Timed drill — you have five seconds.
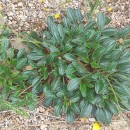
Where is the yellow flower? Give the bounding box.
[54,14,60,19]
[38,0,44,3]
[107,7,113,12]
[92,123,101,130]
* * * * * * * * *
▸ THE PROBLEM
Pull out every line of the rows above that contains the string "bounding". Case matters.

▸ SOLUTION FOR THIS PROBLEM
Where is the yellow flower? Give the bounding box.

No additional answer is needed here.